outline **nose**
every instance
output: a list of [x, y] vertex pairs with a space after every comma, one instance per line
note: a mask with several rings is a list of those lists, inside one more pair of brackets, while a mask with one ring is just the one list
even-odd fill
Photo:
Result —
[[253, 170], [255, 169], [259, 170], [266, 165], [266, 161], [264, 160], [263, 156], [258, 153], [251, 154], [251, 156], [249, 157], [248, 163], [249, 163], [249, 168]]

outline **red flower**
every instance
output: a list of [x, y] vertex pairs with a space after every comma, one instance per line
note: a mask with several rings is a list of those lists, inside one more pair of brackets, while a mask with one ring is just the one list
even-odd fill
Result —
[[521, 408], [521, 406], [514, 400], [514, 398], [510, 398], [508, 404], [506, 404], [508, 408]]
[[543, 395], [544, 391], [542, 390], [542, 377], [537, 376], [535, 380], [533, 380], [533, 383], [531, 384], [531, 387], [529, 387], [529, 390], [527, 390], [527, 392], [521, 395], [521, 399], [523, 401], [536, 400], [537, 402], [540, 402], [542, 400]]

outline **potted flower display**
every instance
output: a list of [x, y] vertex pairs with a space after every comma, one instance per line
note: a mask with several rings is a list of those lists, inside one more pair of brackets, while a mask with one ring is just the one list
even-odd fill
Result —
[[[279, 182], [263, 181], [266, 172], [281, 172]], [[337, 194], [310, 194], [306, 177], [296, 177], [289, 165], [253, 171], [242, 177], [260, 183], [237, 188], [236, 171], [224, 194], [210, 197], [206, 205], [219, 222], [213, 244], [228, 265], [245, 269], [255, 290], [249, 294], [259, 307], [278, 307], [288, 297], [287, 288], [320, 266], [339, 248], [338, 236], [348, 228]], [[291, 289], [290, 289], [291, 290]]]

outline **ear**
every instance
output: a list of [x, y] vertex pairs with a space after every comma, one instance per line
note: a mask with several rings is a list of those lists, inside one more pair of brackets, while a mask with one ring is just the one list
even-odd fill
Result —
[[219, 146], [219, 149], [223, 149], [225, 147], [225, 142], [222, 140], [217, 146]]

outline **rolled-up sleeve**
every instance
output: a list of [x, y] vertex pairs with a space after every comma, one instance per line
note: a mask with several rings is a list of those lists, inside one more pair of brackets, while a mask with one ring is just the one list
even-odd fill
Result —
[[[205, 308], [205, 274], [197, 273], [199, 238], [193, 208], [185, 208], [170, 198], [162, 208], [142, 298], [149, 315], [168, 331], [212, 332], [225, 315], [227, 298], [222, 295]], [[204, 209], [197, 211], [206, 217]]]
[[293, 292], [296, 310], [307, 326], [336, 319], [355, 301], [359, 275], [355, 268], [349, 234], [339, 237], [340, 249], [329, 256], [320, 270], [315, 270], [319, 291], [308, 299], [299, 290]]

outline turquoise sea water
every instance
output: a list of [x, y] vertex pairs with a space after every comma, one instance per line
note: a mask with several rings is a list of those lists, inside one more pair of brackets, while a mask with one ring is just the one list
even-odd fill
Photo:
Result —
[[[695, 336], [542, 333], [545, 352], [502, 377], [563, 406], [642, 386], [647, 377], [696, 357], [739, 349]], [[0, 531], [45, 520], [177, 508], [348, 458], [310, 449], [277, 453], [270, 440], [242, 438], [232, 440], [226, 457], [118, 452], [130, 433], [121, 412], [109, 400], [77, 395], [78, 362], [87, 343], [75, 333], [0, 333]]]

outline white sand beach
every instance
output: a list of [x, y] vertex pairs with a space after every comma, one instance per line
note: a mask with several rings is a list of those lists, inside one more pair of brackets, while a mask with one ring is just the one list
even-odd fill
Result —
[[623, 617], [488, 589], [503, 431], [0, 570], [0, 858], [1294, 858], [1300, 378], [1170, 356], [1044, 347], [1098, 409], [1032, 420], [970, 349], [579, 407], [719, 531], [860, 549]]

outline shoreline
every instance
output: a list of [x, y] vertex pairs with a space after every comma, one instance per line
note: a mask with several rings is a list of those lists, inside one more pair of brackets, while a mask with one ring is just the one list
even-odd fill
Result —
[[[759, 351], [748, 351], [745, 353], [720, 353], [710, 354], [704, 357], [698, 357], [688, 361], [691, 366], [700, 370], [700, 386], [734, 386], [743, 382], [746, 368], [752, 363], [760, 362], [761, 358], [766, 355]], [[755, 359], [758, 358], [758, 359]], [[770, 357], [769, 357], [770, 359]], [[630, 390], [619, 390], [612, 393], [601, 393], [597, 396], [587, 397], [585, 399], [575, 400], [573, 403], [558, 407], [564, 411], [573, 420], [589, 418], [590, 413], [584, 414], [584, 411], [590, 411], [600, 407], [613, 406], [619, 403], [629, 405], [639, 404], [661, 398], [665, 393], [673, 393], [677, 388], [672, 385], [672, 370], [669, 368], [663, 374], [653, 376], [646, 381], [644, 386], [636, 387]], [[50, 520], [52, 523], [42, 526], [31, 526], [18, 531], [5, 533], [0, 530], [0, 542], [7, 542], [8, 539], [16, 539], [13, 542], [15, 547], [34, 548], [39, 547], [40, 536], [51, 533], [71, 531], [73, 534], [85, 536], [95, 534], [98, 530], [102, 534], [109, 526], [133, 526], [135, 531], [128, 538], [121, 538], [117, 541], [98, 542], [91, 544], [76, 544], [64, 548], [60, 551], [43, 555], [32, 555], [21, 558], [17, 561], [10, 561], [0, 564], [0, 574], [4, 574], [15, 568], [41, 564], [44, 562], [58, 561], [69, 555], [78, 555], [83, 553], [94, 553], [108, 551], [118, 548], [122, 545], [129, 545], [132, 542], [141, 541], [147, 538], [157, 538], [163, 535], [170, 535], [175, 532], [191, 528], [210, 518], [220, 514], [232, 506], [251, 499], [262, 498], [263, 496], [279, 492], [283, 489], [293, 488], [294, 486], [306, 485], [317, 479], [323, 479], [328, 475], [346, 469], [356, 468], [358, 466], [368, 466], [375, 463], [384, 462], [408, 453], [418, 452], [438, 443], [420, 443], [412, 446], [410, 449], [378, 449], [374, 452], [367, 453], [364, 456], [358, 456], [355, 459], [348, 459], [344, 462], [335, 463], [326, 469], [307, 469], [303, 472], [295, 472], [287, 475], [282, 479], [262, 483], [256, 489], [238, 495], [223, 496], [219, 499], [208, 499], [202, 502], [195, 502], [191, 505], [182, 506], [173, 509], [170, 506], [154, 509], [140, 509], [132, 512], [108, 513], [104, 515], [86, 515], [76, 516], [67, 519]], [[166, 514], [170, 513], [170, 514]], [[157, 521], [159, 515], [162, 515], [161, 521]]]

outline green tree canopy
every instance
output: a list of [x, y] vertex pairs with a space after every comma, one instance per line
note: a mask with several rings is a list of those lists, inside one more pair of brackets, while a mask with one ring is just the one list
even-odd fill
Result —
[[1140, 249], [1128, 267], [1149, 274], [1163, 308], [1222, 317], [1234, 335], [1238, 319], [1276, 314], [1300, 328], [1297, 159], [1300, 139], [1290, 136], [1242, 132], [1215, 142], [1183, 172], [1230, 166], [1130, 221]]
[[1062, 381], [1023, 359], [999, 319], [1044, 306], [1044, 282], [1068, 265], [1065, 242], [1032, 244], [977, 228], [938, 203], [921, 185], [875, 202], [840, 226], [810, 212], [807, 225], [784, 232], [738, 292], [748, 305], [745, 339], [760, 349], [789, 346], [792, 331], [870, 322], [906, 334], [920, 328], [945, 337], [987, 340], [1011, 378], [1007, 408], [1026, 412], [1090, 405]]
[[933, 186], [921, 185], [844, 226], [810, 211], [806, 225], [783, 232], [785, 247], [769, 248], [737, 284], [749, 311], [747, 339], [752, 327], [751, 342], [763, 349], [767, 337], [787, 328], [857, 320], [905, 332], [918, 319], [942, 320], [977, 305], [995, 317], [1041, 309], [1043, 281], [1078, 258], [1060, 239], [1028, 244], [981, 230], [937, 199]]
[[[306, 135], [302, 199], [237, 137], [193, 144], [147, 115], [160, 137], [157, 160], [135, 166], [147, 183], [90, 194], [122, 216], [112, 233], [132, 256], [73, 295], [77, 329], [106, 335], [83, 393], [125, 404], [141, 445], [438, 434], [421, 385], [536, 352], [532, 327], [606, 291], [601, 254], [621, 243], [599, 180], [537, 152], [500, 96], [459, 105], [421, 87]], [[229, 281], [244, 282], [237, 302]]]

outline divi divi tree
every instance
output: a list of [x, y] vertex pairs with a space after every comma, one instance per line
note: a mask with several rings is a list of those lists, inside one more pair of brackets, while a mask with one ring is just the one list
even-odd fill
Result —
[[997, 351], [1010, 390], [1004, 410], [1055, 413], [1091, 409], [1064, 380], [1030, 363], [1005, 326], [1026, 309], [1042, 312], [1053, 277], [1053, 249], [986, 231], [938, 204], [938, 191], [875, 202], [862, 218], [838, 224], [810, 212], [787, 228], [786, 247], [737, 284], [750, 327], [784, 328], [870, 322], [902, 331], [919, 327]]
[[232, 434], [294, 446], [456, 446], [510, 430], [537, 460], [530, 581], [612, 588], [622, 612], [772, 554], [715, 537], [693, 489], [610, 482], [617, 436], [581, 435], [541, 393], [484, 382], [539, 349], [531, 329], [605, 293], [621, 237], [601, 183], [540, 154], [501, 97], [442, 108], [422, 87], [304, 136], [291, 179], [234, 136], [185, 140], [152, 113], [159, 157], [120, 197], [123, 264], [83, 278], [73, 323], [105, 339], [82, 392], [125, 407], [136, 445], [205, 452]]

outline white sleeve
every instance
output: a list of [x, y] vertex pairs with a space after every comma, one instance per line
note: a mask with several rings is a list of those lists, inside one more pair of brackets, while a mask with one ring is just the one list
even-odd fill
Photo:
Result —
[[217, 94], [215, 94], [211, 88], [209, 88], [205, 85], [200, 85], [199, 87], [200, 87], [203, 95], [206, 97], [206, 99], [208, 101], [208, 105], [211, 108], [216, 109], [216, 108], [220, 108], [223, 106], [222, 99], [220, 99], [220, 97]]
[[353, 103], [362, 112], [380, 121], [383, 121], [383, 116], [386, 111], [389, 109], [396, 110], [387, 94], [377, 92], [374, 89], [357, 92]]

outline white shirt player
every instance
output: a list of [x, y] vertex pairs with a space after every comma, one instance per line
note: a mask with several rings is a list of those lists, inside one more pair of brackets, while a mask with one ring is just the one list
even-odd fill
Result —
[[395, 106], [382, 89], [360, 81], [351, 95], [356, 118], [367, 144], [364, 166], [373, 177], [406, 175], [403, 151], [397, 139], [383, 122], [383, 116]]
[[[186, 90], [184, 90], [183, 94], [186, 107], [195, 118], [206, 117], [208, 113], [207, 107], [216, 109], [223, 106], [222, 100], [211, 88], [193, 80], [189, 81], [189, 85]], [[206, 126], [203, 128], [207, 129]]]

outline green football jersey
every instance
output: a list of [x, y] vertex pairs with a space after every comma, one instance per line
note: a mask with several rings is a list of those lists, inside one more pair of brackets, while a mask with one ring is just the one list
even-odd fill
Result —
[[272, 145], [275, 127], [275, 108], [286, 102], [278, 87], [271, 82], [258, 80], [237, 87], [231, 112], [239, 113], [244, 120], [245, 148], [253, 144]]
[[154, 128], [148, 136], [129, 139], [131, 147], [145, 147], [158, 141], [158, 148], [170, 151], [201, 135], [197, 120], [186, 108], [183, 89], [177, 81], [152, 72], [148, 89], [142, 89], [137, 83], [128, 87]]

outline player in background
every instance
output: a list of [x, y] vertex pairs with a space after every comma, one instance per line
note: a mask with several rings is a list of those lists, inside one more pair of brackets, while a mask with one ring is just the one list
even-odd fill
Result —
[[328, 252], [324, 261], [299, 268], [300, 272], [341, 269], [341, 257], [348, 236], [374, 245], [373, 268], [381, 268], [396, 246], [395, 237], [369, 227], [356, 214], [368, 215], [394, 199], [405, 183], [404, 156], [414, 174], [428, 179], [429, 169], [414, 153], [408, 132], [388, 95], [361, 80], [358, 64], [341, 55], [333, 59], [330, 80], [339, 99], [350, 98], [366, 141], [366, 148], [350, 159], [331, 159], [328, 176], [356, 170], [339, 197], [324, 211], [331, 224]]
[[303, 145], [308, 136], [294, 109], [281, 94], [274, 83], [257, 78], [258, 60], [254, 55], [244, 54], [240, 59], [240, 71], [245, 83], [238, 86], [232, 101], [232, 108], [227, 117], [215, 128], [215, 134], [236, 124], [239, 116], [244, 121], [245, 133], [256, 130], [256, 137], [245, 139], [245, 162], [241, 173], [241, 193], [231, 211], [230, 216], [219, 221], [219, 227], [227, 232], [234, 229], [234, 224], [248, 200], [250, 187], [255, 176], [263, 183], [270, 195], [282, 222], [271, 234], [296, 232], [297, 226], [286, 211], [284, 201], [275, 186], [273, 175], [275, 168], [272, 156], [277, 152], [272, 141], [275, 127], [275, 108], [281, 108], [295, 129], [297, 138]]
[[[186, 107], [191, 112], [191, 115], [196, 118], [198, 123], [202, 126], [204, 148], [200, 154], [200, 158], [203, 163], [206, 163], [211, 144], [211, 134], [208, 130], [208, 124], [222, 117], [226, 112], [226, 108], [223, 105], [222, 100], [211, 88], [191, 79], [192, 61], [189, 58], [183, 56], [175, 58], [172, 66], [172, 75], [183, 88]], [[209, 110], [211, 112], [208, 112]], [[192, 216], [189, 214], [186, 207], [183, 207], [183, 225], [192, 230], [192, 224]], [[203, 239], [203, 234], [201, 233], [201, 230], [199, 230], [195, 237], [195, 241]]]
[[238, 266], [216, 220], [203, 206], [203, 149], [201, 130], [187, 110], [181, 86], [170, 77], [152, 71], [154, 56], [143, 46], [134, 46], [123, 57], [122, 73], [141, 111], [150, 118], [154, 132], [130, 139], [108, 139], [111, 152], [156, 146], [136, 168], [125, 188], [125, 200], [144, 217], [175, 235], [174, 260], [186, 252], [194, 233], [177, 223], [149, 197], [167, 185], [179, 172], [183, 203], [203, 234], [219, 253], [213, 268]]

○ ○ ○ ○ ○

● **AIM OF THE TASK**:
Each line in the data that holds the word "sleeve" must be copied.

● **EXERCISE ANSWER**:
outline **rolled-up sleeve**
outline white sleeve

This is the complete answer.